EXERCISE: Only lines holding the string "frame" are wanted; copy each one from the material.

········

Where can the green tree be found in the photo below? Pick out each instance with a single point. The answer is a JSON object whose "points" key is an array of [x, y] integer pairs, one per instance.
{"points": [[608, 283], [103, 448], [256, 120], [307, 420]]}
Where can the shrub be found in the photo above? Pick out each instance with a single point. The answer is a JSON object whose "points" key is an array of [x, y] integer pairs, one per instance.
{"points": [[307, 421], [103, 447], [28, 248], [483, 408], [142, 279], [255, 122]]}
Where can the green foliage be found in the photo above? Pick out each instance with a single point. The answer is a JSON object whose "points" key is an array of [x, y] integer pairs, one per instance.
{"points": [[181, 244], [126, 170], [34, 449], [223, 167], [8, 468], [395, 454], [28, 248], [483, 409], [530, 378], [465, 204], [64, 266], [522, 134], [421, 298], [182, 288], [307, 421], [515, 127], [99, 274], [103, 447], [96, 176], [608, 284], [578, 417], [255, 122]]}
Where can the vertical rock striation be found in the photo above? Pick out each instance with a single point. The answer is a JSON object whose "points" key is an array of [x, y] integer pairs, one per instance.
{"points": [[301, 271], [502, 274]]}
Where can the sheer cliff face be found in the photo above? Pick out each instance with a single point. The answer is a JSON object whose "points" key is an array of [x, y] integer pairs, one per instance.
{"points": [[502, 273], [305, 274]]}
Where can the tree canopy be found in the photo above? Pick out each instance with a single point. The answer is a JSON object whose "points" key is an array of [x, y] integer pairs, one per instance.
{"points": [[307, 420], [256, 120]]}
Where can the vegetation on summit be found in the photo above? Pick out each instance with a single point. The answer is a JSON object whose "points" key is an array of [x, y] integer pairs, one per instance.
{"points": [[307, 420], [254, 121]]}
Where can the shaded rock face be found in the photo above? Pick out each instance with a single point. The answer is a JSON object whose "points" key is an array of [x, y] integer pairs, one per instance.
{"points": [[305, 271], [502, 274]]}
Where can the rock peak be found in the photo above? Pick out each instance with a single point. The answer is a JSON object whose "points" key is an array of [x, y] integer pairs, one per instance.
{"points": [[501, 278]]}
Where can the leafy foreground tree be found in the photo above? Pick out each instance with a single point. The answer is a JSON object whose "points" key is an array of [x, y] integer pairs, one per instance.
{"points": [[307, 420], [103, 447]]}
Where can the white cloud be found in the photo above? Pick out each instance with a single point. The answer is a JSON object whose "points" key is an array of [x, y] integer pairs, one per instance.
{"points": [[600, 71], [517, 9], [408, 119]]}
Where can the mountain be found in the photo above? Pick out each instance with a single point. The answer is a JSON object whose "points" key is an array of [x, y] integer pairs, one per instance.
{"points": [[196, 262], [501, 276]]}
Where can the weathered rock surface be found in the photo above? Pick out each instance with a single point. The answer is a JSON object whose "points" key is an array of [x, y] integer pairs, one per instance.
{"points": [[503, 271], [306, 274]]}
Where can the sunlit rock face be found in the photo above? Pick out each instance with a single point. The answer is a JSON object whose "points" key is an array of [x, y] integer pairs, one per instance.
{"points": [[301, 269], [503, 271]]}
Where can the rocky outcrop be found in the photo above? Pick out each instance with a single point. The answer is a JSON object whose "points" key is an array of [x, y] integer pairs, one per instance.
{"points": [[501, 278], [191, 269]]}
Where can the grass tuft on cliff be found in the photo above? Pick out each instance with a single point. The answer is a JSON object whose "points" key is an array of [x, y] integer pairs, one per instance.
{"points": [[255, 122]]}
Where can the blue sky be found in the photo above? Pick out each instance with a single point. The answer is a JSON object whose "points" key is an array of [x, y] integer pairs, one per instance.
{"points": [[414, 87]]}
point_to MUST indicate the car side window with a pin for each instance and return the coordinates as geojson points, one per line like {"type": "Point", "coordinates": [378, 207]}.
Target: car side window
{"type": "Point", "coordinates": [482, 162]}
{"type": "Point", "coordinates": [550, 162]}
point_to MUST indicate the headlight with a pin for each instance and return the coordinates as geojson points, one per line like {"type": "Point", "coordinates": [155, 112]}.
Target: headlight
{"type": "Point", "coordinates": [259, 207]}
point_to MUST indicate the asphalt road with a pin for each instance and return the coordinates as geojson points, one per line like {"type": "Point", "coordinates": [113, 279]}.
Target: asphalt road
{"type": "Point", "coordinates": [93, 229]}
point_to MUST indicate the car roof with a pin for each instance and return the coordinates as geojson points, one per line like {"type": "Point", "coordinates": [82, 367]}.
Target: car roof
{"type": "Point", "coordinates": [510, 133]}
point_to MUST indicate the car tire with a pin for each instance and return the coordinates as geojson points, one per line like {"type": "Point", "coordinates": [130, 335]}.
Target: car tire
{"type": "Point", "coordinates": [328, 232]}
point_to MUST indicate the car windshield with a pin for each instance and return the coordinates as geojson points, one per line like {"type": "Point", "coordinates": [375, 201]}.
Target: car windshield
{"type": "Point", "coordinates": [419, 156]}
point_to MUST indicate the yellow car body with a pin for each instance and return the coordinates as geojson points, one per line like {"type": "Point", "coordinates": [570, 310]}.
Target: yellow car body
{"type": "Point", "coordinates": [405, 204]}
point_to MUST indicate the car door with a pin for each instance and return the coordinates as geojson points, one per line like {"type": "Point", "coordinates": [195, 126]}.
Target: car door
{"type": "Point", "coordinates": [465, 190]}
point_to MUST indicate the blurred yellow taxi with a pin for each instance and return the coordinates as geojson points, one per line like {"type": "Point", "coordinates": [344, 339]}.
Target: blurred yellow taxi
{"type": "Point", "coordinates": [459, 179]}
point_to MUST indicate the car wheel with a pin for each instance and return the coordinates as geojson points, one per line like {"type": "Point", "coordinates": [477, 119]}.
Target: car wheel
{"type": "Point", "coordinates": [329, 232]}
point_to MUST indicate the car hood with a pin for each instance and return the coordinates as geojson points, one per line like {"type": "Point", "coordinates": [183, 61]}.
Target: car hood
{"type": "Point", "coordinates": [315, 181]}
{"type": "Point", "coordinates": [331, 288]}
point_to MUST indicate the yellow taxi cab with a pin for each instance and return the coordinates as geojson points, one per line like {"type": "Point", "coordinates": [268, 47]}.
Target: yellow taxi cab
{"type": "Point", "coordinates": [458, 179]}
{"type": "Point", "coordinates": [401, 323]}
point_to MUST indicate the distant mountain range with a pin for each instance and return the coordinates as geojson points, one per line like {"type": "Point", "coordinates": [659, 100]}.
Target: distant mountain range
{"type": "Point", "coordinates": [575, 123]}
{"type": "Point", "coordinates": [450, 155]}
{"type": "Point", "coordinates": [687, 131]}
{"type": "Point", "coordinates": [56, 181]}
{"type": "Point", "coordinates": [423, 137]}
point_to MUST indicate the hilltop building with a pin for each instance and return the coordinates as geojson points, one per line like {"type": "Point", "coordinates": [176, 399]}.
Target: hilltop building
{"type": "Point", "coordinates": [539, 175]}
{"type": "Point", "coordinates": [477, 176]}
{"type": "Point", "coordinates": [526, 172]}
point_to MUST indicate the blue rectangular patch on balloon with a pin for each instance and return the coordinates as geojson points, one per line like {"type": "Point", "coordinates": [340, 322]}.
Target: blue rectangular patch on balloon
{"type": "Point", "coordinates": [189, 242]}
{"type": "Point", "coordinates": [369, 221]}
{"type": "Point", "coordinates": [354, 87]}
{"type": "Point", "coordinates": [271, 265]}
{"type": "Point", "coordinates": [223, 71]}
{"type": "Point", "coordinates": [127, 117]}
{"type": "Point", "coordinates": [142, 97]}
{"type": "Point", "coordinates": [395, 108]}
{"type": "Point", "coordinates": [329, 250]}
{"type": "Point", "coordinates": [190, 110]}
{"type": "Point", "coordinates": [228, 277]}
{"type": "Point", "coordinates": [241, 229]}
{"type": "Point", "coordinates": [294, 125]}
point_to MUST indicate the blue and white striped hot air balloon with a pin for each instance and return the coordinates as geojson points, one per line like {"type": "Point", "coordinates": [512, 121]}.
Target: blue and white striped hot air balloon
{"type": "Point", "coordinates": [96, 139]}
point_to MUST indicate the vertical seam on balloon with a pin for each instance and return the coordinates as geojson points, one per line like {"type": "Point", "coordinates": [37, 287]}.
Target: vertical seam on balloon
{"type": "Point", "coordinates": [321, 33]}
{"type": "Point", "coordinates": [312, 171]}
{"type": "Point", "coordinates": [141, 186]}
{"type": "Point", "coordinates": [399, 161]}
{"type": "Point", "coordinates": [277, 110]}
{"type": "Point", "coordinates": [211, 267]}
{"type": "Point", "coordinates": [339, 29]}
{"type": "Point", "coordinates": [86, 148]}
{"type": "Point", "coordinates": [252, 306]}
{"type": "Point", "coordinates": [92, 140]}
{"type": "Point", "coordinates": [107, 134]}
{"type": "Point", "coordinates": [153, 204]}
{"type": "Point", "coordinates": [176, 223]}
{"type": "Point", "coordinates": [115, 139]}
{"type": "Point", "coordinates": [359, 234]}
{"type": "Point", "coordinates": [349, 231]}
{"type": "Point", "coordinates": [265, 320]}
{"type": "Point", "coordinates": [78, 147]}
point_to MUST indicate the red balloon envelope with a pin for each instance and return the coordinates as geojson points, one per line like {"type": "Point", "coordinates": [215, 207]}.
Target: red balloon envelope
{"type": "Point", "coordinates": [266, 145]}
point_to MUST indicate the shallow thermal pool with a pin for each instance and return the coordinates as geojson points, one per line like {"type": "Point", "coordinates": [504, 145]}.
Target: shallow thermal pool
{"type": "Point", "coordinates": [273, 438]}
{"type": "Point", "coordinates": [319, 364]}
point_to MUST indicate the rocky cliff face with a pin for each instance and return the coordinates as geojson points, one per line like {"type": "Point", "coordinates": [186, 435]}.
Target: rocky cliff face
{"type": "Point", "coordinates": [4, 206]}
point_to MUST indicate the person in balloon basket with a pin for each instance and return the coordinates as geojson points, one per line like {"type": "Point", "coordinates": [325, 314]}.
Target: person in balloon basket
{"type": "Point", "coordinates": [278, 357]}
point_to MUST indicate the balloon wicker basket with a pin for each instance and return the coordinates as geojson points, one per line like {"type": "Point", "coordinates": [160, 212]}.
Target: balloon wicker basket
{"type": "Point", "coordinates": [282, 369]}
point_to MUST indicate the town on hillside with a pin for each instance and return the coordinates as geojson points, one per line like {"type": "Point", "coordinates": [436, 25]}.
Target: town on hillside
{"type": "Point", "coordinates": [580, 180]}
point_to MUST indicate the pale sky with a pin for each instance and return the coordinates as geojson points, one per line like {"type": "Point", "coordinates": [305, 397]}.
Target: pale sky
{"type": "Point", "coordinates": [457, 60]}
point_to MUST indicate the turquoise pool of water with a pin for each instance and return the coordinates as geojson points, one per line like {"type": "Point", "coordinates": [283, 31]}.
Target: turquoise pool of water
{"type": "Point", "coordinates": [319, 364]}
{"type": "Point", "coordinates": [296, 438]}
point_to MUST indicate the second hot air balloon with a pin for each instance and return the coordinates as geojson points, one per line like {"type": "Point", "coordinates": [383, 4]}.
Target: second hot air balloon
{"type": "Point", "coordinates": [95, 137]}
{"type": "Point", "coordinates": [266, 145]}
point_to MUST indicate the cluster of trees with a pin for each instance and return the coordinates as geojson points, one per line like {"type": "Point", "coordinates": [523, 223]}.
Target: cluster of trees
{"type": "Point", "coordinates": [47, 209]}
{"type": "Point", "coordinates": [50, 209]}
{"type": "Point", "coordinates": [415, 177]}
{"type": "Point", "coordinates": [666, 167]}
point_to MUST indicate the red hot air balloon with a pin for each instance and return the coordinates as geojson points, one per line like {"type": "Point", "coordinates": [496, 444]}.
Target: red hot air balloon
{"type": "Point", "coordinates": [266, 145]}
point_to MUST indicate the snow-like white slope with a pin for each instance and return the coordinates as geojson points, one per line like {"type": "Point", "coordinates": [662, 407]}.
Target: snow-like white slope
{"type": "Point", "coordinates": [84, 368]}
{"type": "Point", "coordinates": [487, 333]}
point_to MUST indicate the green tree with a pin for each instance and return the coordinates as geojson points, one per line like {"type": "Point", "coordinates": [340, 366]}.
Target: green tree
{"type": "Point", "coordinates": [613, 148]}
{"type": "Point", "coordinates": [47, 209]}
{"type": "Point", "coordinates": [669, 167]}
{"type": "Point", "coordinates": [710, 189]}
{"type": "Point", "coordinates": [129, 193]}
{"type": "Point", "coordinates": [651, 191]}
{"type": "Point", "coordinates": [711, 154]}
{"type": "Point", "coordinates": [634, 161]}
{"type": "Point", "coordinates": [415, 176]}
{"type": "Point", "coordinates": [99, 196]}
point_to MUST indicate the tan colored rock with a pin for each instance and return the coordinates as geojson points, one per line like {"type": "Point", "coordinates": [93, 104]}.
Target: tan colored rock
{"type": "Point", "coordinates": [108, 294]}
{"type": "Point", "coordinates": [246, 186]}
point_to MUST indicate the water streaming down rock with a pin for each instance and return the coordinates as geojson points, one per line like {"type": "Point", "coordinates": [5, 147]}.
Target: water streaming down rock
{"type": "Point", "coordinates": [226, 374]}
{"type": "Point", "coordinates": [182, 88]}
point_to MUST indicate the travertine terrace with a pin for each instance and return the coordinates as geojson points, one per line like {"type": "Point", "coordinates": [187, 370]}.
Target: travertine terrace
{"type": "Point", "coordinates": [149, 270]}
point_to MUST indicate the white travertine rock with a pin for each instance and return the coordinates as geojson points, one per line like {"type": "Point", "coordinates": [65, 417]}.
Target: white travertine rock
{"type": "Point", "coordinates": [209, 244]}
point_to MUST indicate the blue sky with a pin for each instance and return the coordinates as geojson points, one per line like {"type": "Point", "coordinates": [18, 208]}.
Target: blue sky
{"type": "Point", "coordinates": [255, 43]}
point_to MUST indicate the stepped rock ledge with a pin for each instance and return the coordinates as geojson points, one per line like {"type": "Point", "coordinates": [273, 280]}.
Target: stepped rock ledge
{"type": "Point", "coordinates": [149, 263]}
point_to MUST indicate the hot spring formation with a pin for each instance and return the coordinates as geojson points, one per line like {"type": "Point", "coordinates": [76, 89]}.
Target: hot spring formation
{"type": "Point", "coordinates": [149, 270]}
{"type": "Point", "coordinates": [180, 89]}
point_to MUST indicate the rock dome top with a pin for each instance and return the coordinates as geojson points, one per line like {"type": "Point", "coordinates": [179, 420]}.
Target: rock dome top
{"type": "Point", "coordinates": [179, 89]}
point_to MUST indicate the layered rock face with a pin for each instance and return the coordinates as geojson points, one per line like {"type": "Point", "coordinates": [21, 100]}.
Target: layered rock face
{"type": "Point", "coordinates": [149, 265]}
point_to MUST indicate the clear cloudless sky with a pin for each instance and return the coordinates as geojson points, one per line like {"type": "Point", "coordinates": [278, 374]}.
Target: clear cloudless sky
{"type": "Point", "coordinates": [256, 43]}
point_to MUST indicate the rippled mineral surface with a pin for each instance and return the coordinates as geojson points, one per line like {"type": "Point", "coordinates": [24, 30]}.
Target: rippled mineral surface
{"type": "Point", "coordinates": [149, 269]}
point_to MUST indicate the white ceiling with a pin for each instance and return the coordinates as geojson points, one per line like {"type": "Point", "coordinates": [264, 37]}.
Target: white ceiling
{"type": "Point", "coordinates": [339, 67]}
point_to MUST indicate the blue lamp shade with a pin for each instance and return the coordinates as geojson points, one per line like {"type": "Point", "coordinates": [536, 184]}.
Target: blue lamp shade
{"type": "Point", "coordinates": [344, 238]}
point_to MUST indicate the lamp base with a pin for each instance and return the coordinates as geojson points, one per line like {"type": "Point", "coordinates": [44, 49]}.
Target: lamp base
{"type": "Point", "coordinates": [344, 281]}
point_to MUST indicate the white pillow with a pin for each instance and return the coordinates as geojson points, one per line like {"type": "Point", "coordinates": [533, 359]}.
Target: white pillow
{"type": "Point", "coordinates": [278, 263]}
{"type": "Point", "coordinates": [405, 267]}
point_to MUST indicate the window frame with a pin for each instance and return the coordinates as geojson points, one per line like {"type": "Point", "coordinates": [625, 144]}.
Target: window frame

········

SOLVED PROBLEM:
point_to MUST indicate the window frame with a pin for each instance and return the coordinates as geojson points, one per line like {"type": "Point", "coordinates": [625, 144]}.
Target: window frame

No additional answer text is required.